Stored data entries:
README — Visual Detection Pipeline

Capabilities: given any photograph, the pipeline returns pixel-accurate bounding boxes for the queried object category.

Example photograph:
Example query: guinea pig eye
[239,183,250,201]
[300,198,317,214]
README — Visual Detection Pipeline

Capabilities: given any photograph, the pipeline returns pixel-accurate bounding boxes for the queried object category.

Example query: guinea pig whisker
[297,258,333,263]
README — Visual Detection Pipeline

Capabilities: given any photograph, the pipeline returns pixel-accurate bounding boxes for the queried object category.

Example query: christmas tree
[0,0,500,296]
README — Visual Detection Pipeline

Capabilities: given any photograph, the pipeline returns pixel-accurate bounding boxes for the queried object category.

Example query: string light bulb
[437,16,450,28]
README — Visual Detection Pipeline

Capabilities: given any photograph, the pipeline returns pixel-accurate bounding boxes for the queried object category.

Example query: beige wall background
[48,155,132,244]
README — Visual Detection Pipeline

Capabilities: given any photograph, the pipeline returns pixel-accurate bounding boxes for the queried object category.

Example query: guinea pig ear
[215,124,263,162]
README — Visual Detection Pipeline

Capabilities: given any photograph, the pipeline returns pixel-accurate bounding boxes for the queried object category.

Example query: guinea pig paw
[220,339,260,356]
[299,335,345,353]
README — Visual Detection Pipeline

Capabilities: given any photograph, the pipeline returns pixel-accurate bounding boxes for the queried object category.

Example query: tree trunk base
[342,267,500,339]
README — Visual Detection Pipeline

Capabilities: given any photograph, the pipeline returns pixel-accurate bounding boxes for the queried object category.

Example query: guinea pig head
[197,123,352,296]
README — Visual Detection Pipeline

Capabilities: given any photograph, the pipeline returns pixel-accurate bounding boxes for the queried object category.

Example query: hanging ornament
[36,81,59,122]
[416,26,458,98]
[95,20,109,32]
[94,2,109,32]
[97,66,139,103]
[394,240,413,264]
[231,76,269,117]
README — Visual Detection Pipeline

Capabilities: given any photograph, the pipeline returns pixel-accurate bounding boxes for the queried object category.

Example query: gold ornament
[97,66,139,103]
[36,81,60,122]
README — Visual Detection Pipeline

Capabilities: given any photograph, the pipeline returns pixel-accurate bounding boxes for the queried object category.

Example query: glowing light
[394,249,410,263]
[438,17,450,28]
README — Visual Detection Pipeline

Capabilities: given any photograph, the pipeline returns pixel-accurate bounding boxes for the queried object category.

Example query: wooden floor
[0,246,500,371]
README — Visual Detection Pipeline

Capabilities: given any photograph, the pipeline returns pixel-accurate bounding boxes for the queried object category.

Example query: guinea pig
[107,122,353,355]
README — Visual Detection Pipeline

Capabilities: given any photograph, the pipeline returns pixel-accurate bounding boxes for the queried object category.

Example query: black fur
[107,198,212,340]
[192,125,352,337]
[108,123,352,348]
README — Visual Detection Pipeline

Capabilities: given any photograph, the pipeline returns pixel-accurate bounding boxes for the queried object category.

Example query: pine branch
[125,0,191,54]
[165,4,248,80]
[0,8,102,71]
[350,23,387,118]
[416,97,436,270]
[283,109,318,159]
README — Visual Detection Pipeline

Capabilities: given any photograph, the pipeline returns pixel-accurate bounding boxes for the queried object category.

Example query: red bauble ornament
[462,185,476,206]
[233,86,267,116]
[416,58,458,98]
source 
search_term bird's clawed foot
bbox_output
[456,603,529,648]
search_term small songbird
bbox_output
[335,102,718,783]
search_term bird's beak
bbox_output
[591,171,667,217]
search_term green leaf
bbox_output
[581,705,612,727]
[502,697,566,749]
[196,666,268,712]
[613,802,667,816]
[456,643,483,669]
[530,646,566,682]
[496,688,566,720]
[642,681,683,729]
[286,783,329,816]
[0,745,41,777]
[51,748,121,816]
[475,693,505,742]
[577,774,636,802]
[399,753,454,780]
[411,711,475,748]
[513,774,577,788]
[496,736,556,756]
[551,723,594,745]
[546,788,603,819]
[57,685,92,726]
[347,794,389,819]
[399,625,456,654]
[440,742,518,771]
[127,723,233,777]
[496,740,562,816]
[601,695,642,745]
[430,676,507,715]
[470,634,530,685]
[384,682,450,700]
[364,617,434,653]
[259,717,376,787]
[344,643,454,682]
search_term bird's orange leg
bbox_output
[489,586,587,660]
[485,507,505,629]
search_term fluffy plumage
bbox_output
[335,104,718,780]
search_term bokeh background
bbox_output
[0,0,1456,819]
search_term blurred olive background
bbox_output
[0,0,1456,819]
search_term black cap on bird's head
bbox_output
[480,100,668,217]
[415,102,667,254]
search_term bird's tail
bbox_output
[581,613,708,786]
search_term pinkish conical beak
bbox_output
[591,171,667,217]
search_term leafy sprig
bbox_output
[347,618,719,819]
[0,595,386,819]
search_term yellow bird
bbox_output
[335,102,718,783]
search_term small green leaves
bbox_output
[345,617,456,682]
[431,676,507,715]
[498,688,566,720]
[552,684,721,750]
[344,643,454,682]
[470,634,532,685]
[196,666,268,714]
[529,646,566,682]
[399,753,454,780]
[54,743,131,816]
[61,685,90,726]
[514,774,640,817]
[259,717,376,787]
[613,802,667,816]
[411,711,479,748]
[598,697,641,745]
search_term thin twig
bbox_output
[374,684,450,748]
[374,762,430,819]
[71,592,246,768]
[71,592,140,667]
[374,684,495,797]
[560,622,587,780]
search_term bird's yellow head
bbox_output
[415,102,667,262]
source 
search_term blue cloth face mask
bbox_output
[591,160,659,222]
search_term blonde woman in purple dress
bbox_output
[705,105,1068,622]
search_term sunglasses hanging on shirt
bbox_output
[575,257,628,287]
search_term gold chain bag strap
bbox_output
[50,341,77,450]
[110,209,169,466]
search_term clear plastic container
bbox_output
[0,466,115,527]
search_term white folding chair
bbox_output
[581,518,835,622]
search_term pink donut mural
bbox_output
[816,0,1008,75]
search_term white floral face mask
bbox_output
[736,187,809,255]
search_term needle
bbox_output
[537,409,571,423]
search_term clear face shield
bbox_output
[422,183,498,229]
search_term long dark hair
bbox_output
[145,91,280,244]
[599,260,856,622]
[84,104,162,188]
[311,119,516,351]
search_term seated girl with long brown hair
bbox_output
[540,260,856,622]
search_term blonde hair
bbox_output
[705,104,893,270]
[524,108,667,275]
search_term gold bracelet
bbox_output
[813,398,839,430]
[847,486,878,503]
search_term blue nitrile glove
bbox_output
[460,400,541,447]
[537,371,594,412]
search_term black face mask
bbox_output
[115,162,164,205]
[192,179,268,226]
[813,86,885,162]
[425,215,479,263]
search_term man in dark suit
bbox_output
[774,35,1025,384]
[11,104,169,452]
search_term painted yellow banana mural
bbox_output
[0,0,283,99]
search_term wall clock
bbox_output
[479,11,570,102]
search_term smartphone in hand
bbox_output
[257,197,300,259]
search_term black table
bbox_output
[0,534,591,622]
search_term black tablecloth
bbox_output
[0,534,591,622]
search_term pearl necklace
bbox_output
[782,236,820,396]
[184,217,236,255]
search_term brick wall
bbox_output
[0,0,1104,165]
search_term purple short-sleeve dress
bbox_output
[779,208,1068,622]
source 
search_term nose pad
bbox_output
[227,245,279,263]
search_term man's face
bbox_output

- _What is expected_
Reproduce every line of the listing above without any changes.

- _The result_
README — Visual Detection Pipeline

Capabilities: given any photograph, the pipeline returns pixel-accurate bounding boxes for the queried object category.

Example photograph:
Example query: guinea pig eye
[239,183,250,201]
[300,198,317,214]
README — Visual Detection Pipeline

Capabilities: given any photograph, the pipeline returns pixel-accurate bounding boxes for the queried object category.

Example query: guinea pig whisker
[297,258,333,263]
README — Visual Detection Pipeline

Capabilities: given any photograph, the pipeline returns pixel-accurate bounding boxes for the queried object category.

Example query: christmas tree
[0,0,500,296]
README — Visual Detection Pipeline

Capabilities: given any photograph, the pipeline returns pixel-accurate bounding boxes for the queried object category.

Example query: string light bulb
[437,16,450,28]
README — Visual Detection Pipeline

Capabilities: given any photograph, the pipeline returns pixel-accurate bounding boxes for the queried object category.

Example query: beige wall background
[48,155,132,244]
README — Visual Detection Pipeline

Capabilities: given any photograph, the pipeline returns pixel-accurate bounding boxes for the queried object category.

Example query: guinea pig ear
[215,124,263,162]
README — Visual Detection Pipeline

Capabilities: given any photograph, the pipeline returns pixel-accurate bounding boxes for the queried object category.

Example query: guinea pig paw
[220,339,260,356]
[299,335,345,353]
README — Visual Detection Pipeline

Capabilities: given any photograph, the pipeline returns pixel-accurate bounding boxes for the queried object category.

Example query: tree trunk base
[342,267,500,339]
README — Visual Detection Pipeline

Capabilities: given any photograph, the pipeline returns pixel-accurate bounding boxes for the queried object category.

Example query: guinea pig head
[197,123,352,296]
README — Visual Detection Pipeline

Capabilities: given any photograph, the pipeline returns pixel-accurate bounding boxes for the queried object category.

Example query: hanging ornament
[36,81,59,122]
[416,26,458,98]
[95,20,109,32]
[94,2,109,32]
[97,66,139,103]
[394,240,413,264]
[231,76,269,117]
README — Visual Detection Pipeline

Capabilities: given any photograph, the pipeline returns pixel-accurate bounding boxes for the queried object category.

Example query: gold ornament
[97,66,139,103]
[36,81,60,122]
README — Visual Detection Pipeline

Capabilities: given any photograph, the pipeline returns pixel-accurate bounding boxes for the queried object category.

Example query: glowing light
[394,249,410,263]
[438,17,450,28]
README — Visual Detection Pipeline

Capabilities: given any photograph, the pipeline returns pixel-accurate bounding boxes for the queried object category.

Example query: wooden floor
[0,246,500,371]
README — Visual Detection Pipeline

Capabilities: given any photograph, the pipeline returns pixel-accurate bounding boxes for the queried object category.

Example query: guinea pig
[107,122,353,355]
README — Visual Detection Pipeline

Capabilities: given any photograph, the pipeline returns pixel-accurate bounding boxes for the queried object category.

Example query: black fur
[107,198,212,340]
[192,125,352,337]
[108,123,352,348]
README — Visual Detection Pipeline

Capabilities: given any photograph, the pipeline returns pixel-accurate bounding boxes for the queried object category.

Example query: pine branch
[125,0,191,54]
[165,4,248,80]
[0,8,102,71]
[350,23,387,118]
[416,97,436,270]
[283,109,318,159]
README — Visual Detection Pipeline

Capabilities: given any photograph, the pipeline returns pixel-accurate bounding boxes for the queried object category.

Example query: red bauble ornament
[462,185,476,206]
[233,86,267,116]
[416,58,458,98]
source 
search_term bird's clawed foot
bbox_output
[456,603,529,648]
search_term small songbird
bbox_output
[335,102,718,783]
search_term bird's beak
bbox_output
[591,171,667,217]
search_term green leaf
bbox_output
[581,705,612,727]
[502,697,566,749]
[196,666,268,712]
[613,802,667,816]
[456,643,483,669]
[530,646,566,682]
[496,688,566,720]
[642,681,683,729]
[286,783,329,816]
[0,745,41,777]
[51,748,121,816]
[475,693,505,742]
[577,774,636,802]
[399,753,454,780]
[411,711,475,748]
[513,774,577,788]
[496,736,556,756]
[551,723,594,745]
[546,788,603,819]
[57,685,92,726]
[347,794,389,819]
[399,625,456,654]
[440,742,518,771]
[127,723,233,777]
[496,740,562,816]
[601,695,642,745]
[430,676,507,715]
[470,634,530,685]
[384,682,450,700]
[364,617,434,653]
[259,717,376,787]
[344,643,454,682]
search_term bird's orange leg
bbox_output
[489,586,587,660]
[485,507,505,629]
search_term fluffy plumage
bbox_output
[335,104,718,780]
search_term bokeh background
bbox_output
[0,0,1456,819]
search_term blurred olive background
bbox_output
[0,0,1456,819]
search_term black cap on bird's head
bbox_output
[480,100,668,217]
[415,102,667,254]
search_term bird's tail
bbox_output
[581,613,708,786]
search_term pinkish conical beak
bbox_output
[591,171,667,217]
search_term leafy sprig
bbox_output
[347,618,719,819]
[0,595,386,819]
search_term yellow bird
bbox_output
[335,102,718,783]
search_term small green leaves
bbox_output
[345,617,456,682]
[431,676,507,715]
[498,688,566,720]
[552,684,721,750]
[344,643,454,682]
[470,634,532,685]
[196,666,268,714]
[529,646,566,682]
[399,753,454,780]
[54,743,131,816]
[61,685,90,726]
[514,774,640,817]
[259,717,376,787]
[613,802,667,816]
[411,711,479,748]
[598,697,641,745]
search_term thin twig
bbox_output
[374,684,450,748]
[374,762,430,819]
[71,592,246,768]
[71,592,140,667]
[374,684,495,797]
[560,622,587,780]
search_term bird's yellow head
bbox_output
[415,102,667,262]
source 
search_term blue cloth face mask
bbox_output
[591,160,659,222]
search_term blonde woman in purple dress
bbox_output
[705,105,1068,622]
search_term sunglasses hanging on shirt
bbox_output
[575,257,628,287]
search_term gold chain bag strap
bbox_output
[50,341,77,450]
[110,209,169,466]
search_term clear plastic container
bbox_output
[0,466,115,527]
search_term white folding chair
bbox_output
[581,518,835,622]
search_term pink donut mural
bbox_output
[816,0,1008,75]
search_term white floral face mask
bbox_output
[736,187,809,255]
search_term needle
bbox_output
[537,409,571,423]
search_term clear face shield
bbox_output
[422,183,498,229]
search_term long dark hair
bbox_output
[145,91,280,244]
[599,260,856,622]
[84,104,162,188]
[311,119,516,351]
search_term seated girl with long brown hair
bbox_output
[540,260,856,622]
search_term blonde hair
bbox_output
[705,104,893,270]
[524,108,667,275]
search_term gold bracelet
bbox_output
[813,398,839,430]
[847,486,878,503]
search_term blue nitrile glove
bbox_output
[460,400,541,447]
[537,371,594,412]
search_term black face mask
bbox_output
[115,162,164,205]
[192,179,268,226]
[813,86,885,162]
[425,215,479,263]
search_term man in dark suit
bbox_output
[774,35,1025,384]
[11,104,169,452]
search_term painted yellow banana mural
bbox_output
[0,0,283,99]
search_term wall clock
bbox_output
[479,11,570,102]
search_term smartphone in hand
bbox_output
[257,197,300,259]
search_term black table
bbox_output
[0,534,591,622]
search_term black tablecloth
bbox_output
[0,534,591,622]
search_term pearl necklace
bbox_output
[782,236,820,396]
[184,217,236,255]
search_term brick wall
bbox_output
[0,0,1104,165]
search_term purple short-sleeve dress
bbox_output
[779,208,1068,622]
source 
search_term nose pad
bbox_output
[227,245,279,263]
search_term man's face
bbox_output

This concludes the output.